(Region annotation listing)
○ ○ ○ ○ ○ ○ ○

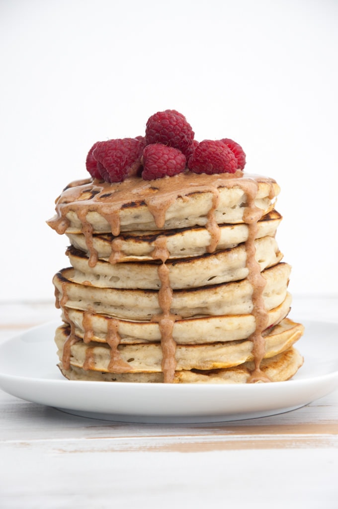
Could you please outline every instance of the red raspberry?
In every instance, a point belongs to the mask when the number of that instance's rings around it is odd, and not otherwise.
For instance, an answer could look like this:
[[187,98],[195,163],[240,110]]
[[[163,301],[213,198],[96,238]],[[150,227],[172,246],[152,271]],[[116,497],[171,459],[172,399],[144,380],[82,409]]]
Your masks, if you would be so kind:
[[186,152],[185,153],[185,157],[187,158],[187,161],[189,161],[189,159],[193,154],[195,149],[198,146],[198,145],[199,145],[199,142],[197,141],[196,139],[192,140],[192,143],[190,146],[190,147],[188,147]]
[[93,179],[101,179],[102,177],[100,172],[100,170],[98,168],[98,163],[96,159],[94,158],[93,156],[93,151],[96,148],[99,143],[99,142],[97,142],[96,143],[94,143],[94,145],[88,152],[88,154],[86,160],[86,167],[87,168],[87,171],[90,173]]
[[195,173],[235,173],[237,160],[232,150],[220,140],[204,139],[199,144],[188,162]]
[[194,133],[185,117],[175,109],[158,111],[148,119],[146,126],[147,145],[161,143],[178,149],[185,155]]
[[236,143],[233,139],[230,139],[230,138],[223,138],[223,139],[221,139],[221,142],[225,143],[227,146],[232,150],[237,160],[238,167],[240,169],[243,169],[246,162],[245,153],[239,144]]
[[120,182],[127,177],[135,175],[141,166],[142,151],[145,140],[137,138],[109,139],[100,142],[93,152],[102,177],[106,182]]
[[172,177],[185,169],[184,154],[173,147],[161,143],[147,145],[143,151],[143,172],[145,180],[153,180],[166,175]]

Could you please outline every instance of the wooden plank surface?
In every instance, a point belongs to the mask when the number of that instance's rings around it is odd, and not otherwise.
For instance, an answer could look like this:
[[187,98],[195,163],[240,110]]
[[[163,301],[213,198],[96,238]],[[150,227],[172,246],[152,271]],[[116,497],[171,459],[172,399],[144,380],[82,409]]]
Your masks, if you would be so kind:
[[[337,302],[312,305],[334,321]],[[0,312],[0,341],[58,316],[50,303]],[[184,425],[85,418],[0,391],[0,454],[1,509],[337,509],[338,390],[279,415]]]

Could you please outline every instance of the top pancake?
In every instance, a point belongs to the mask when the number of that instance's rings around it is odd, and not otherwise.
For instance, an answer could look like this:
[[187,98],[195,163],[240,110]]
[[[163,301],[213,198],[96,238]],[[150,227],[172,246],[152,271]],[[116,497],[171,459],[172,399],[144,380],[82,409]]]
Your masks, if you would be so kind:
[[273,209],[279,192],[273,179],[245,174],[187,172],[155,181],[137,177],[113,184],[77,181],[57,199],[56,215],[47,223],[60,234],[116,236],[120,232],[206,226],[210,213],[218,224],[247,223],[250,196],[261,217]]

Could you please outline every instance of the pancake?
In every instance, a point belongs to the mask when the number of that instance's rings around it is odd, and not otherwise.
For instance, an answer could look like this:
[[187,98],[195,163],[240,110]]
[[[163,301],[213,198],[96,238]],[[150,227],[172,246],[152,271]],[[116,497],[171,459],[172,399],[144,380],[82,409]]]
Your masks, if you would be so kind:
[[[274,357],[289,350],[301,336],[303,328],[286,318],[268,330],[265,335],[264,358]],[[59,327],[55,341],[58,355],[63,359],[64,346],[69,337],[69,327]],[[160,373],[162,350],[157,343],[119,345],[113,347],[93,342],[84,343],[75,336],[70,346],[71,365],[91,371],[114,373]],[[246,340],[226,343],[177,346],[175,357],[176,371],[217,370],[254,360],[252,341]],[[64,363],[65,363],[64,362]]]
[[[258,223],[256,238],[274,237],[281,220],[281,216],[275,210],[266,214]],[[230,249],[247,240],[248,228],[244,223],[220,224],[219,228],[219,240],[215,248],[217,250]],[[72,245],[90,256],[84,235],[67,233],[67,236]],[[167,239],[170,259],[204,254],[208,252],[210,243],[210,234],[208,230],[194,227],[155,232],[128,232],[121,234],[117,239],[111,234],[97,234],[93,236],[93,247],[98,258],[107,261],[112,252],[114,261],[115,250],[118,252],[120,262],[152,260],[151,253],[155,248],[156,240],[163,236]]]
[[[263,271],[265,284],[263,300],[265,308],[281,304],[287,293],[291,267],[280,263]],[[162,313],[158,291],[99,288],[75,282],[75,271],[65,269],[57,274],[53,282],[59,292],[61,307],[66,307],[118,318],[149,320]],[[175,290],[170,313],[183,318],[200,315],[246,315],[253,309],[252,287],[247,278],[197,289]]]
[[[268,312],[267,327],[279,323],[288,315],[291,300],[291,296],[288,293],[281,304]],[[70,308],[66,309],[62,318],[64,322],[73,325],[75,335],[82,340],[87,336],[96,343],[106,342],[110,322],[113,321],[121,344],[159,343],[161,341],[157,322],[130,321],[111,318],[92,310]],[[173,337],[178,345],[236,341],[249,337],[255,328],[255,318],[251,314],[194,317],[175,321]]]
[[[274,237],[258,239],[255,246],[255,258],[261,270],[275,265],[283,258]],[[158,264],[153,261],[111,264],[98,261],[91,267],[82,251],[71,247],[67,253],[75,269],[70,279],[75,282],[100,288],[158,290],[161,287]],[[173,290],[239,280],[246,277],[248,273],[243,244],[232,249],[168,261],[166,266]]]
[[71,380],[281,381],[303,362],[288,318],[279,187],[187,169],[151,181],[71,183],[47,221],[70,241],[54,276],[55,342]]
[[[284,382],[289,380],[302,366],[303,357],[295,348],[283,352],[274,357],[263,359],[262,371],[271,382]],[[163,381],[160,373],[107,373],[83,370],[71,366],[65,370],[60,363],[58,366],[63,375],[69,380],[93,381],[122,382],[156,383]],[[242,384],[247,383],[254,369],[252,362],[240,366],[209,371],[191,370],[175,372],[173,383]]]
[[226,183],[223,175],[204,176],[206,179],[187,172],[155,181],[127,179],[113,186],[96,180],[77,181],[59,197],[57,214],[48,224],[59,233],[83,233],[84,225],[91,233],[116,236],[121,232],[205,227],[211,210],[218,224],[245,222],[248,197],[253,193],[261,217],[273,210],[271,196],[280,190],[274,180],[255,176],[240,183],[233,178],[237,175],[228,174]]

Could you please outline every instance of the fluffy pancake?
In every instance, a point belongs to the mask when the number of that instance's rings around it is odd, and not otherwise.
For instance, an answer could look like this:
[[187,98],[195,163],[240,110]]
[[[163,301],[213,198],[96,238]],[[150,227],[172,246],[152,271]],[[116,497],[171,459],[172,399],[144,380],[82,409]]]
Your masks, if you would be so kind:
[[[280,263],[262,273],[266,281],[263,299],[266,309],[276,307],[285,299],[290,272],[290,265]],[[74,269],[65,269],[53,279],[62,307],[64,301],[67,307],[139,320],[148,320],[162,313],[156,290],[84,286],[74,281]],[[201,315],[246,315],[252,310],[252,291],[247,278],[197,289],[175,290],[173,292],[170,312],[182,318]]]
[[[275,265],[281,260],[283,255],[274,237],[258,239],[255,245],[255,258],[261,270]],[[70,279],[75,282],[100,288],[158,290],[161,287],[158,263],[134,261],[111,264],[98,261],[92,267],[82,251],[70,248],[67,254],[75,269]],[[173,290],[239,280],[246,277],[248,273],[246,250],[243,243],[232,249],[168,261],[166,266]]]
[[[281,220],[281,216],[275,210],[265,214],[258,223],[256,238],[274,237]],[[230,249],[247,240],[248,229],[247,225],[243,223],[220,224],[220,230],[216,249]],[[84,235],[67,233],[67,235],[72,245],[90,256]],[[113,260],[114,249],[118,253],[119,261],[152,260],[151,253],[155,248],[156,241],[159,237],[163,236],[167,239],[169,259],[204,254],[208,252],[207,248],[210,244],[209,232],[205,228],[194,227],[157,232],[128,232],[117,239],[111,234],[98,234],[93,237],[93,248],[99,259],[106,261],[112,254],[112,246]]]
[[[291,348],[274,357],[263,359],[261,366],[264,375],[271,382],[284,382],[297,373],[303,362],[299,352]],[[58,365],[62,374],[69,380],[141,383],[163,381],[163,374],[160,373],[108,373],[90,371],[76,366],[71,366],[66,370],[61,362]],[[174,383],[246,383],[249,381],[254,367],[253,362],[248,362],[226,369],[176,371],[173,381]]]
[[55,275],[55,341],[71,380],[280,381],[302,363],[275,238],[279,188],[188,171],[72,183],[48,223],[71,242]]
[[[302,326],[285,319],[267,331],[264,358],[269,358],[289,350],[302,332]],[[69,334],[69,328],[67,326],[61,326],[57,330],[55,340],[60,359]],[[161,371],[162,355],[159,344],[119,345],[115,350],[106,344],[93,342],[86,344],[80,338],[76,340],[70,346],[71,365],[87,366],[87,369],[103,373],[121,373],[121,365],[124,373]],[[253,348],[252,341],[248,340],[207,345],[179,345],[175,354],[176,371],[210,370],[238,366],[254,360]]]
[[274,180],[260,176],[248,176],[240,183],[230,174],[226,182],[222,176],[205,176],[188,172],[155,181],[126,179],[114,187],[90,179],[71,183],[58,199],[57,215],[48,223],[60,233],[83,233],[86,224],[93,233],[117,235],[206,226],[212,209],[218,224],[241,223],[252,190],[261,216],[273,210],[271,196],[280,190]]
[[[268,312],[267,327],[279,323],[289,313],[291,296],[287,294],[282,303]],[[109,323],[112,320],[105,315],[92,310],[81,311],[68,308],[65,322],[73,324],[75,334],[83,340],[106,343]],[[121,344],[159,343],[161,332],[157,322],[136,322],[112,319],[117,324],[117,332]],[[245,339],[255,330],[256,323],[251,314],[204,316],[177,320],[174,324],[173,337],[178,345],[199,345]],[[88,334],[88,331],[90,333]],[[89,340],[86,340],[88,342]]]

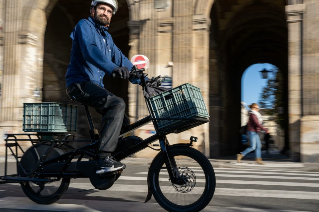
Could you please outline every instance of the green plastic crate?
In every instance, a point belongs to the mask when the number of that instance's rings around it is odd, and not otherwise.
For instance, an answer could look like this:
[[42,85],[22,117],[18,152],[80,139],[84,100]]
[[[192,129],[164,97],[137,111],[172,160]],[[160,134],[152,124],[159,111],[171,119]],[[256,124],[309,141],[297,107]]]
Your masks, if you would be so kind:
[[22,130],[76,132],[78,106],[55,102],[23,103]]
[[[207,119],[209,117],[200,88],[189,83],[182,85],[154,96],[147,100],[150,106],[150,112],[154,118],[198,117]],[[189,125],[192,124],[192,121],[197,121],[158,120],[156,121],[159,129],[165,131],[174,127],[180,129],[183,126]],[[179,130],[178,132],[182,131]]]

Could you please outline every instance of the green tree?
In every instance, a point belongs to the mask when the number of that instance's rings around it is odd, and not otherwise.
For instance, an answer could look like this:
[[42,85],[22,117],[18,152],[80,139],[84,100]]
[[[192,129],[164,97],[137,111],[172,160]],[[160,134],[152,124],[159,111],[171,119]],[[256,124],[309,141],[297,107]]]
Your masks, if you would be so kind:
[[278,68],[275,66],[272,66],[268,76],[267,85],[262,89],[258,104],[266,114],[275,116],[276,122],[283,127],[283,114],[278,113],[278,109],[283,108],[284,106],[283,78]]

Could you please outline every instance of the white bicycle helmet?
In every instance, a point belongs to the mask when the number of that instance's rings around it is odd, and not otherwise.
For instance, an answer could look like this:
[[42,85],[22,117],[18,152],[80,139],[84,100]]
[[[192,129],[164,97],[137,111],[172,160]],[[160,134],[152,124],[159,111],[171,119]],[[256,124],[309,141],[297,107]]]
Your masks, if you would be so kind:
[[113,8],[113,15],[115,15],[117,11],[117,0],[93,0],[91,7],[95,6],[98,3],[107,4]]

○ ○ ○ ○ ○ ○ ○

Exercise objective.
Reproduce verbatim the lines of the listing from the line containing "Could you please outline every instance of the white" through the end of the listing, both ends included.

Result.
Could you please outline every instance of the white bicycle helmet?
In every instance, a point belongs to the mask when the number of that instance's rings around it is odd, and not otherwise.
For instance, an answer could look like this:
[[42,85],[22,117],[18,152],[80,139],[84,100]]
[[[192,129],[164,97],[137,111],[172,160]],[[160,134],[152,124],[159,111],[171,119]],[[256,124],[309,141],[297,107]]]
Your masks, if you would be so kind:
[[113,8],[113,15],[115,15],[117,11],[117,0],[93,0],[91,7],[95,6],[98,3],[107,4]]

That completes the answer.